*Passage:*
☆ ☆ ☆ ☆ ☆ ☆ ☆

Further orientations (continued)

Photo: NASA

Photo: NASA

1. Eileen Crist, “On the Poverty of Our Nomenclature. Environmental Humanities 3 (2013), 129-147.

In last week’s class we discussed the traditional separation of human and natural history for reasons such as the ontological distinction between Society and Nature, but also for the different time scales in which each take place.  Eileen Crist, however, believes that in recognizing our hybridity, or the permanent intertwinement of humans and nonhumans, the Anthropocene, as both a scientific term and a social construct, promotes an anthropocentric view that buries the historical contradiction between human beings and “the entire breadth of Life” (129).  Since the geological impact of human beings is incontrovertible, the term Anthropocene is being more widely and positively heralded as a symbol of the final realization that human beings are integrated with broader ecologies.  Moreover, because scientists have supported naming our current geological epoch the Anthropocene, this only further solidifies it as a ‘proper’ name.  Crist warns that by equating the force of human beings to the scale of Earth’s processes, human impact is seen as “natural”, and not what she refers to as a “human species-supremacist planetary politics” (130).  Crist writes, “The Anthropocene discourse veers away from environmentalism’s dark idiom of destruction, depredation, rape, loss, devastation, deterioration, and so forth of the natural world into the tame vocabulary that humans are changing, shaping transforming, or altering the biosphere, and, in the process, creating novel ecosystems and anthropogenic biomes” (133).

☆ ☆ ☆ ☆ ☆ ☆ ☆

*Given information:*
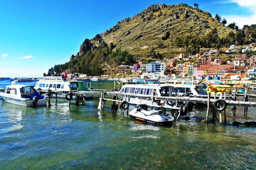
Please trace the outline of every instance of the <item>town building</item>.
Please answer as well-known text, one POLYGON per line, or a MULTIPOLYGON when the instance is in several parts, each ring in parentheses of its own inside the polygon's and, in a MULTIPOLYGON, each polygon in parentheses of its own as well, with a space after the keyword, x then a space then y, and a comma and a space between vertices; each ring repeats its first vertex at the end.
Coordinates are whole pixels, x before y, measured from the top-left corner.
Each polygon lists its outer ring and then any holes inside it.
POLYGON ((130 66, 123 65, 118 65, 117 70, 121 71, 122 73, 126 72, 130 70, 130 66))
POLYGON ((146 71, 149 74, 155 74, 159 75, 164 75, 166 70, 166 64, 157 61, 147 64, 146 71))
POLYGON ((140 67, 140 64, 134 64, 133 66, 132 67, 132 71, 133 72, 137 72, 140 67))

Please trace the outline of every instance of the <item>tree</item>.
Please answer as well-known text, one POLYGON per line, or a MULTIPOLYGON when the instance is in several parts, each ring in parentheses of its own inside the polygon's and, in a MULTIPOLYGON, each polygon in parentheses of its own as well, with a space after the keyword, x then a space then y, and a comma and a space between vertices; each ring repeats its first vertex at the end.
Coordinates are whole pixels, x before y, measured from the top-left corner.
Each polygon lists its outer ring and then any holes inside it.
POLYGON ((218 14, 216 14, 216 15, 215 15, 215 18, 216 19, 216 20, 217 20, 218 22, 220 22, 220 21, 221 21, 221 17, 220 16, 220 15, 219 16, 218 14))
POLYGON ((196 7, 197 8, 198 8, 198 6, 199 5, 196 3, 194 4, 194 6, 195 6, 195 7, 196 7))
POLYGON ((236 23, 235 22, 233 22, 233 23, 230 23, 227 27, 236 31, 238 30, 238 27, 236 26, 236 23))
POLYGON ((221 23, 222 24, 222 25, 225 26, 227 23, 228 23, 228 22, 227 22, 227 20, 225 18, 223 18, 222 22, 221 22, 221 23))

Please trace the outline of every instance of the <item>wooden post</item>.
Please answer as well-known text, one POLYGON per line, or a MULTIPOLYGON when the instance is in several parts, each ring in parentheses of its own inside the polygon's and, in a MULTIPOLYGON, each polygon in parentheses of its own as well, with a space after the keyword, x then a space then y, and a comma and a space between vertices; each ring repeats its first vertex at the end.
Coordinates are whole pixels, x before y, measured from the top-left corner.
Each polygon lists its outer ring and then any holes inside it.
POLYGON ((56 104, 57 104, 57 89, 56 89, 56 86, 55 86, 55 97, 56 97, 56 104))
POLYGON ((216 115, 217 114, 217 110, 214 108, 213 110, 213 113, 212 113, 212 121, 215 122, 215 118, 216 115))
POLYGON ((100 102, 99 102, 99 106, 98 106, 98 109, 100 110, 100 111, 102 111, 102 96, 103 96, 103 91, 101 91, 100 93, 100 102))
MULTIPOLYGON (((244 90, 244 101, 248 101, 248 88, 245 88, 244 90)), ((247 114, 247 112, 248 111, 248 107, 244 107, 244 115, 246 115, 247 114)))
POLYGON ((226 109, 224 110, 224 122, 227 123, 227 117, 226 115, 226 109))
POLYGON ((76 95, 76 106, 79 106, 79 97, 80 97, 79 95, 76 95))
POLYGON ((222 117, 221 117, 221 112, 222 111, 220 111, 220 112, 219 112, 219 116, 220 116, 220 123, 221 123, 222 122, 222 120, 221 120, 222 117))
POLYGON ((211 98, 211 92, 208 92, 208 100, 207 100, 207 112, 206 112, 206 123, 208 123, 209 110, 210 110, 210 100, 211 98))
MULTIPOLYGON (((234 97, 233 99, 235 101, 236 101, 236 90, 234 90, 234 97)), ((235 110, 236 109, 236 107, 235 106, 232 106, 231 109, 232 110, 235 110)))
POLYGON ((48 105, 51 105, 51 95, 49 95, 49 99, 48 100, 48 105))
POLYGON ((103 110, 104 109, 104 105, 105 105, 105 101, 104 100, 104 98, 105 97, 105 92, 103 92, 103 94, 102 94, 102 105, 101 105, 101 110, 103 110))

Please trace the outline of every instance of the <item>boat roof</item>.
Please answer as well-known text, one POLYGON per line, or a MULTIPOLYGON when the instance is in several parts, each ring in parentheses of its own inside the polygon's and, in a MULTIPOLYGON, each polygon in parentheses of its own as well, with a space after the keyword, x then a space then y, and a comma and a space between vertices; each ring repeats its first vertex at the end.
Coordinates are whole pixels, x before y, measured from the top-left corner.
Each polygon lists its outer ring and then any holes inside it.
POLYGON ((25 85, 25 84, 13 84, 13 85, 6 86, 7 88, 17 88, 17 89, 20 89, 23 87, 34 87, 34 86, 25 85))
POLYGON ((170 86, 169 84, 124 84, 123 85, 124 87, 140 87, 140 88, 146 88, 146 87, 150 87, 150 88, 158 88, 158 87, 169 87, 170 86))

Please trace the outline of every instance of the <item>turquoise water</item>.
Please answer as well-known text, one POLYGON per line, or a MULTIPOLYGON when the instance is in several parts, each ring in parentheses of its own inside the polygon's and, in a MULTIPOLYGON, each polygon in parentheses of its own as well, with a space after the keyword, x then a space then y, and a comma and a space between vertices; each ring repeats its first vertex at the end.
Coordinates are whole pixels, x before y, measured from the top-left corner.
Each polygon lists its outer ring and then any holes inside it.
MULTIPOLYGON (((0 88, 10 83, 1 81, 0 88)), ((92 86, 112 89, 114 83, 92 86)), ((54 101, 30 108, 0 100, 1 169, 256 169, 256 129, 206 124, 205 106, 162 127, 114 112, 111 102, 100 113, 99 96, 84 106, 54 101)), ((244 116, 243 108, 228 107, 227 114, 228 121, 256 119, 252 108, 244 116)))

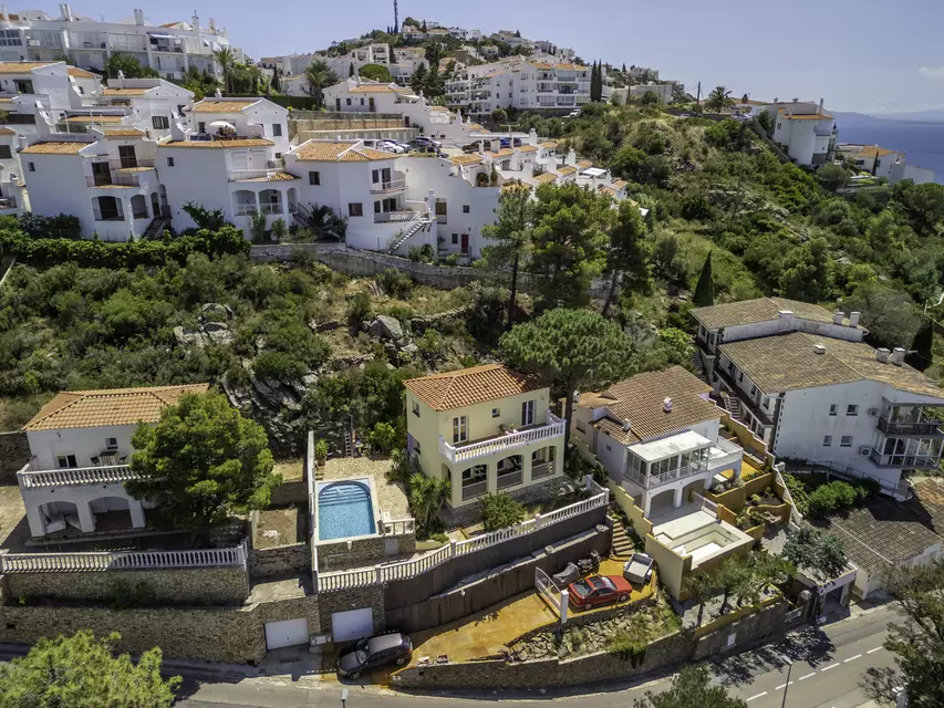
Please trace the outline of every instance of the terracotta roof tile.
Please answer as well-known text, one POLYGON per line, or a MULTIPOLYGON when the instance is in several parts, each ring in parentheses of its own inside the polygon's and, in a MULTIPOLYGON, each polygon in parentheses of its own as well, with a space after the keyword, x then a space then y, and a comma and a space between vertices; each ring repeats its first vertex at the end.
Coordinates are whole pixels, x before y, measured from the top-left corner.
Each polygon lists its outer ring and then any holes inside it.
POLYGON ((421 376, 407 379, 403 385, 434 410, 465 408, 486 400, 547 388, 547 384, 540 379, 512 372, 502 364, 421 376))
POLYGON ((23 430, 60 430, 156 423, 160 412, 184 394, 199 394, 208 384, 102 391, 66 391, 44 405, 23 430))

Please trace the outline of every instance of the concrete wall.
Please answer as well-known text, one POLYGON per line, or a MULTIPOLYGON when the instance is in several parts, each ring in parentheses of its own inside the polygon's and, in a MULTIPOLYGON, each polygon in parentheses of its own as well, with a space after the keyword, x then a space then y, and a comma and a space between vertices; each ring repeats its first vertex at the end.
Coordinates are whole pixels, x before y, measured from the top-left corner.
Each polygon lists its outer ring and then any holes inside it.
POLYGON ((562 571, 569 562, 590 555, 591 551, 605 555, 610 543, 609 528, 605 531, 581 533, 556 545, 550 553, 542 551, 522 556, 505 568, 492 569, 485 577, 461 587, 453 587, 415 604, 387 608, 387 626, 404 632, 421 632, 467 617, 508 597, 533 590, 536 568, 552 575, 562 571))
POLYGON ((12 598, 113 601, 136 594, 142 604, 241 605, 249 576, 238 568, 87 573, 9 573, 2 579, 12 598))

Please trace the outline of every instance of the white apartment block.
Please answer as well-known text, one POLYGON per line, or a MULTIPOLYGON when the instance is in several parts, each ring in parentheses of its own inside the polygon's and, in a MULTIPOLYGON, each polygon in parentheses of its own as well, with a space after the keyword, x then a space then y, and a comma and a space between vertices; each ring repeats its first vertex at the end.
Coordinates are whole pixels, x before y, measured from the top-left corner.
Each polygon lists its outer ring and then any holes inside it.
POLYGON ((232 46, 226 30, 212 20, 201 27, 194 14, 188 22, 149 24, 143 10, 120 22, 101 22, 77 14, 69 4, 60 4, 60 17, 39 10, 18 13, 0 11, 0 60, 54 62, 64 54, 82 69, 102 72, 115 53, 128 54, 166 79, 183 79, 190 66, 214 75, 220 72, 214 51, 229 46, 237 61, 242 51, 232 46))
POLYGON ((936 469, 944 391, 905 350, 862 342, 859 313, 763 298, 692 311, 715 391, 779 457, 832 465, 900 494, 905 470, 936 469))

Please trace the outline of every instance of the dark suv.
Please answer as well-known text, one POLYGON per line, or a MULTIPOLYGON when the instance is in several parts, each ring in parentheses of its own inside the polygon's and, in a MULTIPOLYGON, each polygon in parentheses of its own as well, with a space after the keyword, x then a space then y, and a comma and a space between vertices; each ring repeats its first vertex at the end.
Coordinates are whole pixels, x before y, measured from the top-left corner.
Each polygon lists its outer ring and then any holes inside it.
POLYGON ((400 632, 360 639, 338 656, 338 675, 355 679, 384 666, 405 666, 413 655, 413 642, 400 632))

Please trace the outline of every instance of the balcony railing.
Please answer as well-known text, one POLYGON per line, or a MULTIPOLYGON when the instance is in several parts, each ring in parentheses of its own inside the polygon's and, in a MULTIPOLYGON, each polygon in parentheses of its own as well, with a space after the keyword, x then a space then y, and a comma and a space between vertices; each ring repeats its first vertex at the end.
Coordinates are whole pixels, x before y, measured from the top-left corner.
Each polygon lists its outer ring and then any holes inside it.
POLYGON ((487 491, 487 479, 483 479, 480 482, 473 482, 471 485, 463 485, 463 501, 468 501, 469 499, 481 497, 487 491))
POLYGON ((891 421, 885 417, 879 418, 879 430, 889 435, 944 435, 940 420, 921 420, 919 423, 891 421))
POLYGON ((378 181, 371 185, 372 195, 382 195, 388 191, 401 191, 406 189, 405 179, 391 179, 390 181, 378 181))
POLYGON ((471 445, 453 446, 446 442, 446 439, 439 436, 439 454, 449 462, 465 462, 479 457, 487 457, 496 452, 512 450, 525 445, 548 440, 550 438, 560 437, 563 435, 566 420, 558 418, 550 410, 548 412, 547 425, 539 425, 518 433, 508 433, 497 435, 471 445))
POLYGON ((128 465, 111 465, 108 467, 81 467, 76 469, 49 469, 29 471, 27 465, 17 472, 21 489, 37 487, 71 487, 75 485, 106 485, 137 479, 128 465))
POLYGON ((498 479, 496 482, 497 489, 505 489, 507 487, 516 487, 520 485, 525 480, 525 473, 520 470, 514 470, 510 472, 505 472, 498 475, 498 479))

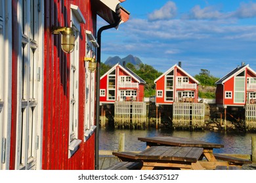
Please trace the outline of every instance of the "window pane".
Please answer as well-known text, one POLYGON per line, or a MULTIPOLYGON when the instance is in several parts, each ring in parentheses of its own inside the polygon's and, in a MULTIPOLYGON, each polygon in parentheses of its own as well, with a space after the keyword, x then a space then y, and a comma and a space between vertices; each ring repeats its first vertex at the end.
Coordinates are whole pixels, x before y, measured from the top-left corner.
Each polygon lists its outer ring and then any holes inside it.
POLYGON ((3 0, 0 0, 0 17, 3 17, 3 0))

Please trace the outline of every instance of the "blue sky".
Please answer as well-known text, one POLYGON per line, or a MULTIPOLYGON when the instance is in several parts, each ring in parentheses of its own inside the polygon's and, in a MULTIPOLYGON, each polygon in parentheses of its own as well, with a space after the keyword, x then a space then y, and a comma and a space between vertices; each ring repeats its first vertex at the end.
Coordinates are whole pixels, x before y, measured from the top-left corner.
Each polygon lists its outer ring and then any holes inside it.
MULTIPOLYGON (((256 71, 256 1, 127 0, 129 20, 102 34, 101 61, 132 54, 165 72, 223 77, 240 65, 256 71)), ((106 24, 99 21, 98 27, 106 24)))

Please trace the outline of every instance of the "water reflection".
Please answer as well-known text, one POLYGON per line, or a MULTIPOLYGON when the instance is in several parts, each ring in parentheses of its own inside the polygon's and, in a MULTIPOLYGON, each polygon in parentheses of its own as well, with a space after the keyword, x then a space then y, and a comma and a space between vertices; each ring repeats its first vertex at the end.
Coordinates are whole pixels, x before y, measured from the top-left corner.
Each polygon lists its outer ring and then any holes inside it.
POLYGON ((163 129, 149 129, 147 130, 101 129, 100 130, 100 150, 117 150, 120 133, 125 134, 125 149, 127 151, 141 151, 145 149, 146 142, 138 141, 138 137, 174 136, 224 145, 223 148, 214 149, 214 152, 244 154, 251 154, 251 136, 256 135, 249 133, 221 133, 210 131, 171 131, 163 129))

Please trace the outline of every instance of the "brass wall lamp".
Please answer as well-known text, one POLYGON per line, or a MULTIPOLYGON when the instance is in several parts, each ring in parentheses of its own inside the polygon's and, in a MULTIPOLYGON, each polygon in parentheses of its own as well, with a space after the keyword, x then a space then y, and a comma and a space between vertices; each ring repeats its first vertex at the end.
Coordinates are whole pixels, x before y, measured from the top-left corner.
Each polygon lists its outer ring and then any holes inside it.
POLYGON ((93 73, 96 70, 96 67, 97 65, 97 63, 96 59, 93 58, 84 58, 84 61, 88 61, 88 70, 90 73, 93 73))
POLYGON ((61 34, 61 48, 63 52, 70 54, 75 47, 75 33, 72 27, 53 27, 53 34, 61 34))

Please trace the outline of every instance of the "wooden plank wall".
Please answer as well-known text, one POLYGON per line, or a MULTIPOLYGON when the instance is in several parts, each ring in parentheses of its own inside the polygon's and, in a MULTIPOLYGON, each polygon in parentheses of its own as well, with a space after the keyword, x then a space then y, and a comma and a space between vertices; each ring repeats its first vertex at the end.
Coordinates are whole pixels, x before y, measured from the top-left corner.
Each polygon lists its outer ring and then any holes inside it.
POLYGON ((203 128, 205 105, 197 103, 174 103, 173 126, 174 128, 203 128))
POLYGON ((256 104, 245 106, 245 128, 248 131, 256 129, 256 104))
POLYGON ((115 127, 140 128, 147 124, 146 105, 144 102, 115 102, 115 127))

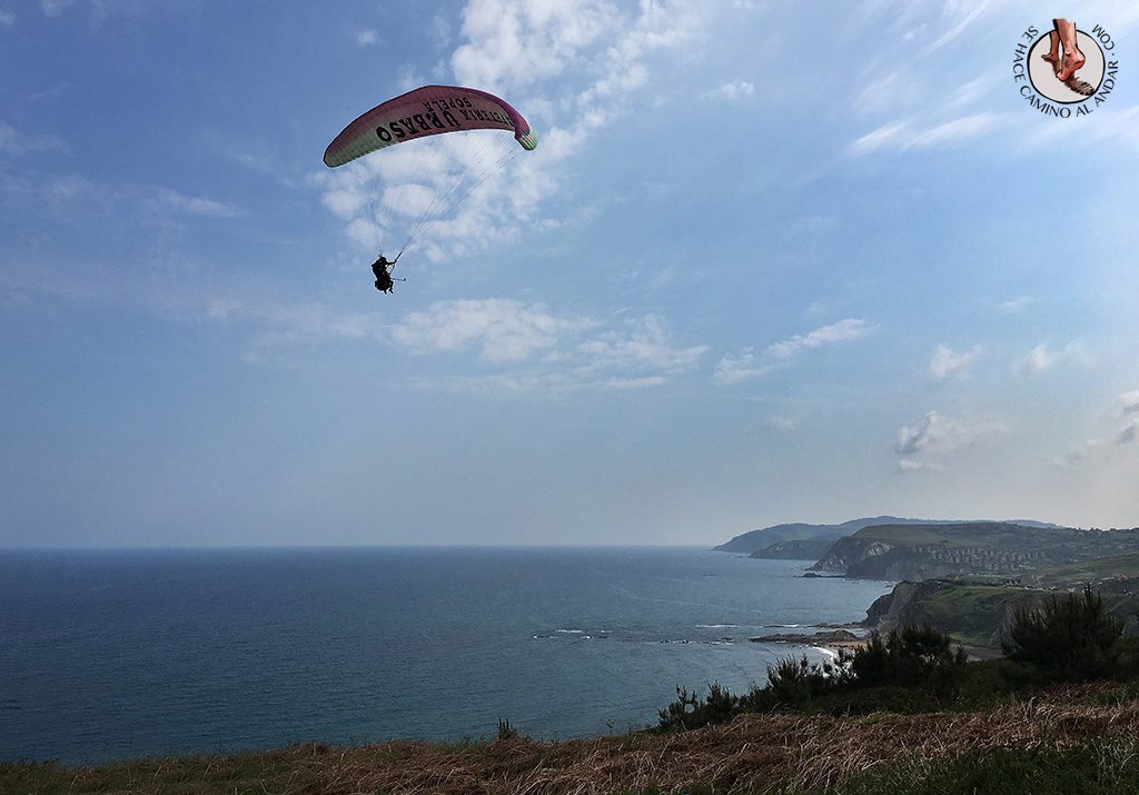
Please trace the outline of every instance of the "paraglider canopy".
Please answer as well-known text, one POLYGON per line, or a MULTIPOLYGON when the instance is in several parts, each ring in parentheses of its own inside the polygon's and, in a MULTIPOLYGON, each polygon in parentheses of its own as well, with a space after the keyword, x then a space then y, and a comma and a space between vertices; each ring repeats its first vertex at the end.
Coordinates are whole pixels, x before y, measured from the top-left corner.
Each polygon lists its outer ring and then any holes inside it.
POLYGON ((462 130, 507 130, 523 149, 538 146, 530 124, 505 99, 459 85, 424 85, 377 105, 344 128, 325 150, 325 165, 335 169, 377 149, 462 130))

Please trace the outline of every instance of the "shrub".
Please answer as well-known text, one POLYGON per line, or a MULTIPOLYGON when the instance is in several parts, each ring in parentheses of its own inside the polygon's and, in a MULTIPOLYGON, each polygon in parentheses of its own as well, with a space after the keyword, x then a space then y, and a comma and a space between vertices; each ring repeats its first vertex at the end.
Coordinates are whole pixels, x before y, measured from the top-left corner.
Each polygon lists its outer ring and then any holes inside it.
POLYGON ((928 686, 951 692, 965 673, 966 654, 952 639, 931 626, 891 630, 884 641, 877 632, 862 648, 843 651, 839 665, 854 687, 928 686))
POLYGON ((702 700, 696 692, 689 694, 682 687, 677 687, 677 700, 658 711, 657 729, 675 731, 696 729, 712 723, 727 723, 739 712, 739 698, 732 696, 720 682, 708 685, 707 700, 702 700))
POLYGON ((1112 678, 1124 651, 1123 622, 1104 608, 1103 597, 1091 588, 1039 607, 1016 608, 1008 634, 1006 656, 1030 664, 1044 681, 1112 678))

☆ ☆ ☆ ☆ ☆ ☆ ☆

*Required action 1:* In the passage on Eileen Crist's article, what kind of politics does Crist say human impact is no longer seen as, once it is regarded as "natural"?
*Required action 2:* Carry on the passage on Eileen Crist's article from the point where it stops.
The rows have no connection to the text.

*Exercise answer 1:* It is no longer seen as a "human species-supremacist planetary politics."

*Exercise answer 2:*
Does the Anthropocene underrate the true destruction by normalizing human impacts on Earth?  Would we rather construct an epoch based on our freedom and agency instead of giving into the truth of our limits on this planet?  Crist argues yes, that like a kind of “Promethean self-portrait,” calling our current period the Anthropocene gives us the prerogative to continue tampering with nature on large scales, rather than question our very relationship and engagement with the natural environment.  “The very concept of the Anthropocene crystallizes human dominion, corralling the already-pliable-in-that-direction human mind into viewing our master identity as manifestly destined, quasi-natural, and sort of awesome” (141).  The Anthropocene might be the “obvious” choice for our current geological epoch, but Crist hopes for a nomenclature that steps beyond the mere ‘scientific construction’ of the term and for a name that presents a “higher calling we must rise to meet” (142).  She calls for a term, perhaps like the ecotheologian Thomas Berry’s “Ecozoic’, that challenges us to integrate with nonhumans, wild nature, and ecological limits.  Engaging with this wild nature, she hopes, means “catching “a sideways glance of a vast nonhuman world that has been denigrated by the concepts, institutions, and practices associated with the ‘human’” (143).

What Crist seems to be suggesting is that the Anthropocene manifests this social tendency to think of technical solutions, rather than questioning the necessity to engage with the planet in the first place.  Instead of viewing Earth as “an assortment of “resources” (or “natural capital,” “ecological services,” “working landscapes,” and the like),” we should strive for “a cosmic and truer vision of Earth as a wild planet overflowing in abundance and creativity” (144).  Crist’s view could perhaps be seen as romantic, or even seeking a state of nature that Bruno Latour would argue never existed, but her point is well taken that we have come to think of ourselves as the prime agent, sole proprietor, and main caretaker of the planet, when in fact we are only a small piece of a vast and diverse biosphere.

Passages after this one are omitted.